→ EXERCISE REQUIREMENTS
From the data below, repeat exactly the lines from the line with "Your task in" to the line with "positive clicks: (111, 313) (121, 344)", both included.

→ DATA TO EXAMINE
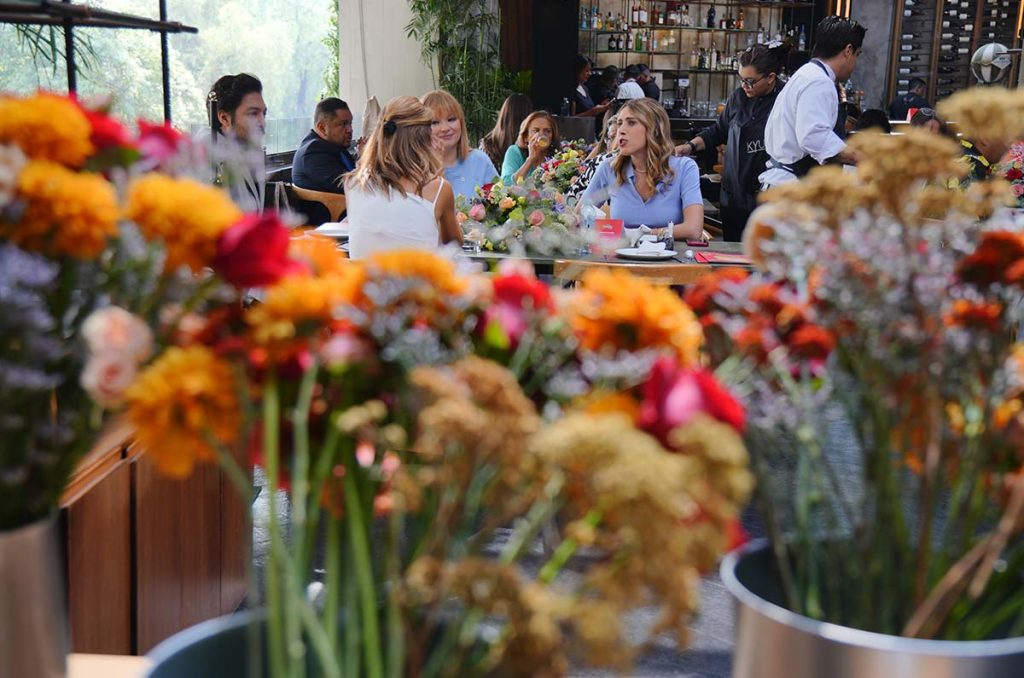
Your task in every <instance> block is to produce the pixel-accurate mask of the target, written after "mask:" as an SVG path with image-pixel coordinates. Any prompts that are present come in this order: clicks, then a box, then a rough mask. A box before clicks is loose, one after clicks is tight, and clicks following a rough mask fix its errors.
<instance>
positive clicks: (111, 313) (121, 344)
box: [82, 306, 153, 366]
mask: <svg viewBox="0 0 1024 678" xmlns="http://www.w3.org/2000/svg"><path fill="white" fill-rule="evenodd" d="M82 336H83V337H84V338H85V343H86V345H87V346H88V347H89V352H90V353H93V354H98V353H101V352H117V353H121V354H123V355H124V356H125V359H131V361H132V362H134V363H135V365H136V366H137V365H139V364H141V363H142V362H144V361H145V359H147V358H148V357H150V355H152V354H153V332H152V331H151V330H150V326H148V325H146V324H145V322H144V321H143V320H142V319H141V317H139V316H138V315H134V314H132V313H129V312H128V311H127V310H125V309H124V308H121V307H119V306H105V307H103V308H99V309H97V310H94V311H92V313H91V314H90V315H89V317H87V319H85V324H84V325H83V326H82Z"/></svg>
==
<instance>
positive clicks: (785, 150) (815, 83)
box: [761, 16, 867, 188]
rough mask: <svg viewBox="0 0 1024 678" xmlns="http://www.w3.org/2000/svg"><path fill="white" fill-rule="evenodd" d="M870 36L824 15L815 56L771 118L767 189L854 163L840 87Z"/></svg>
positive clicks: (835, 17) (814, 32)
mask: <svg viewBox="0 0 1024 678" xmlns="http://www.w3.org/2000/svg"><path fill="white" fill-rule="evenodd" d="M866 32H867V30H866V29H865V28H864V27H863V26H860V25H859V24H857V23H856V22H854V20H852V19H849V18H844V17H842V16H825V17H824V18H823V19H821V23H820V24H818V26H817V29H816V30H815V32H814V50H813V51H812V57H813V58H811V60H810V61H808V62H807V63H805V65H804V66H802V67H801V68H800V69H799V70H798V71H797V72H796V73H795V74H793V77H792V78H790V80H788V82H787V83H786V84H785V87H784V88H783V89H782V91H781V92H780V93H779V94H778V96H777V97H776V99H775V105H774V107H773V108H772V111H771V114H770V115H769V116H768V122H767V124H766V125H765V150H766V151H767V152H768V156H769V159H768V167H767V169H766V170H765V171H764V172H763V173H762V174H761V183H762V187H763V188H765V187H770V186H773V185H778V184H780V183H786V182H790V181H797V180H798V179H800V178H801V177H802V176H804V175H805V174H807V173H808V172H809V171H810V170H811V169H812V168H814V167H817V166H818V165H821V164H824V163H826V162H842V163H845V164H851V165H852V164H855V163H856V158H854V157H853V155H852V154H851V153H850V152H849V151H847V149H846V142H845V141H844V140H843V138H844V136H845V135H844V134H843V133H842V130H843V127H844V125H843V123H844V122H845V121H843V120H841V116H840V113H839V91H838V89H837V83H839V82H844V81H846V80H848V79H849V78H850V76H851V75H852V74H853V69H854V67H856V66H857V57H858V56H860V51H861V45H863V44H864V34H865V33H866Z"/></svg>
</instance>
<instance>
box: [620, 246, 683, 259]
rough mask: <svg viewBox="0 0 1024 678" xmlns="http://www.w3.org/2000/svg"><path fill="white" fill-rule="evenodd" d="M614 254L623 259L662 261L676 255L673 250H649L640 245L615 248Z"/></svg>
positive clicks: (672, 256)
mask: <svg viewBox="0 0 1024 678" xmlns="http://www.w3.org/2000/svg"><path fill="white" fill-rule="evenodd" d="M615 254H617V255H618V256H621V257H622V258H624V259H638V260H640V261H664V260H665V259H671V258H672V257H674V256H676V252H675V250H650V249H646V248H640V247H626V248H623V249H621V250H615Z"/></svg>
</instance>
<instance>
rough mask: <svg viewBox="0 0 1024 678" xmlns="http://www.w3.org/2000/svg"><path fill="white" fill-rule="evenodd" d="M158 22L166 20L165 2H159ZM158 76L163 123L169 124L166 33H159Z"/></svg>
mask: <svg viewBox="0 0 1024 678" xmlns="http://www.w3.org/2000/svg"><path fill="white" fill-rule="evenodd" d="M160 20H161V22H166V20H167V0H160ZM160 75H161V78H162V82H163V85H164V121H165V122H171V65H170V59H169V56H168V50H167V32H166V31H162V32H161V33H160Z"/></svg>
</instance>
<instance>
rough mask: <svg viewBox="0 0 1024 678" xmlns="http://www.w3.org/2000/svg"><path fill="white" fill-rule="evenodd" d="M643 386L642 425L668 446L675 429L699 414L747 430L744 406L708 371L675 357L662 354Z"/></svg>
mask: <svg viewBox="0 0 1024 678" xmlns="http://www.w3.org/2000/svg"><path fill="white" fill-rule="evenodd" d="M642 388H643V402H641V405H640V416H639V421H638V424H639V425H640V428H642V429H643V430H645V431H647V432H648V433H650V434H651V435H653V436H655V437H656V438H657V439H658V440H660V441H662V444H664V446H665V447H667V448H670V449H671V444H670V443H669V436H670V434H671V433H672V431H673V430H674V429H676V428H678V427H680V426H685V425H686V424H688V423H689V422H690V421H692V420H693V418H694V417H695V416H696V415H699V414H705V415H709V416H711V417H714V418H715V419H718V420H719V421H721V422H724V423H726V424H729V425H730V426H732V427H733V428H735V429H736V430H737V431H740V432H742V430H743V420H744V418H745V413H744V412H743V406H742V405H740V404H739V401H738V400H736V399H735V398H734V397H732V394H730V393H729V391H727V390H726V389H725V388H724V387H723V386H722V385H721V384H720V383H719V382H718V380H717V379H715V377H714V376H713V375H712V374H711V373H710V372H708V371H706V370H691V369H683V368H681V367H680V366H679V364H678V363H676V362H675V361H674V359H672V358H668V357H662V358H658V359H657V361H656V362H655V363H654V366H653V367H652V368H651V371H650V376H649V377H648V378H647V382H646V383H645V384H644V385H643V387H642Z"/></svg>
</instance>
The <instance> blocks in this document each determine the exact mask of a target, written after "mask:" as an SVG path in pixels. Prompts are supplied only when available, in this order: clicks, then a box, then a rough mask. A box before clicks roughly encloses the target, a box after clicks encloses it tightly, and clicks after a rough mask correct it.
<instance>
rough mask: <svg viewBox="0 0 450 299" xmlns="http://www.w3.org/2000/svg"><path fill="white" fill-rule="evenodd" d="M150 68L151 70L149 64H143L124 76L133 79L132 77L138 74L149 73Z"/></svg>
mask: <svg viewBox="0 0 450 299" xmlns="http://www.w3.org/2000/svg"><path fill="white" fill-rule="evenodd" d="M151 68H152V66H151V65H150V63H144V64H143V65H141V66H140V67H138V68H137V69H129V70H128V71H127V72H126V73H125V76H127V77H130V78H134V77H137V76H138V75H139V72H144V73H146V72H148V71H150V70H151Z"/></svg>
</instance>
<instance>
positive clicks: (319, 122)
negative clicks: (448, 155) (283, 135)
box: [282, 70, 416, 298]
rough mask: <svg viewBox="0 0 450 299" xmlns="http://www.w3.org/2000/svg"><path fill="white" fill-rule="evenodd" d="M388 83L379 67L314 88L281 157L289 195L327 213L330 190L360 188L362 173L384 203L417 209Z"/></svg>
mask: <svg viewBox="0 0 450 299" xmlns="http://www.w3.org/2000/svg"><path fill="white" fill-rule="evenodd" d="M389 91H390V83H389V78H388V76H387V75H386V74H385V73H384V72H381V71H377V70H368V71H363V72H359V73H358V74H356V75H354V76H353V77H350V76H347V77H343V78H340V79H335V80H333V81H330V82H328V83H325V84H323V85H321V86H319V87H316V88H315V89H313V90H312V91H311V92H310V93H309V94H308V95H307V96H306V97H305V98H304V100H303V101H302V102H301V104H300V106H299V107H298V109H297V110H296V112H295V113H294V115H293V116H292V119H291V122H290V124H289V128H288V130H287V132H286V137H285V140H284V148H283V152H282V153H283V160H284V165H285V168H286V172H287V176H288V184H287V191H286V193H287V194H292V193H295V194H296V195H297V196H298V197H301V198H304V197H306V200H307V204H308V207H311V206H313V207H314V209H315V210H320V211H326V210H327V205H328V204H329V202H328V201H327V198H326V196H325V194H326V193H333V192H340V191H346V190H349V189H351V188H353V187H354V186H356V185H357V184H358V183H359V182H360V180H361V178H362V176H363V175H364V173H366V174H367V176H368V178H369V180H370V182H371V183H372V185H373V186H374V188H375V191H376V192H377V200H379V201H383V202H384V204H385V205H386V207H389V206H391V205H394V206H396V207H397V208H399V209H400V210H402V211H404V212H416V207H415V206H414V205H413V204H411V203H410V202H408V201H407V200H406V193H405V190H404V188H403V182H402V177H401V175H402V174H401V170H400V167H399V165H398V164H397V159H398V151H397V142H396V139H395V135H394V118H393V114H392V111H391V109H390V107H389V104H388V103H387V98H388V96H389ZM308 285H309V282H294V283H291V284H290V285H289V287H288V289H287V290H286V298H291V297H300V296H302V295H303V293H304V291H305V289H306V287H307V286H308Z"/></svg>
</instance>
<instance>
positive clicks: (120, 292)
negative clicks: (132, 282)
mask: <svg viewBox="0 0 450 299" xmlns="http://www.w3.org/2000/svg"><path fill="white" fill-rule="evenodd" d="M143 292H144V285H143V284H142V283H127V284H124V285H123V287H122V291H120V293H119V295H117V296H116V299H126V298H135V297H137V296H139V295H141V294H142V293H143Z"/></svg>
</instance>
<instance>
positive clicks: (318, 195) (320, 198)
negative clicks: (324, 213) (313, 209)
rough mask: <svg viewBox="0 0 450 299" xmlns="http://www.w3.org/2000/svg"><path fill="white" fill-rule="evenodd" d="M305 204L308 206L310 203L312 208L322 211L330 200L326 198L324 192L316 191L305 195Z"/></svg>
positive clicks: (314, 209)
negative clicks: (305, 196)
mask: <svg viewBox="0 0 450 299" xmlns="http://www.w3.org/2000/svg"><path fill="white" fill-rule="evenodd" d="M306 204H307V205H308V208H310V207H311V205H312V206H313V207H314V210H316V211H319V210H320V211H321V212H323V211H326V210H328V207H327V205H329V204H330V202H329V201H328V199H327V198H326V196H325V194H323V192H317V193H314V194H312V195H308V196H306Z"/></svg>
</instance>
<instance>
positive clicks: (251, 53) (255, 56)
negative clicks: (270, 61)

→ SOLUTION TO THE EXERCISE
Your task in every <instance> block is to produce the pixel-accurate mask of the target, written after "mask:" as an SVG path with image-pixel coordinates. Any prompts that are present come in this order: clicks, then a box, then a rough mask. A box before clicks is loose, one after clicks is tight, and clicks following a rough mask fix its errors.
<instance>
positive clicks: (111, 313) (121, 344)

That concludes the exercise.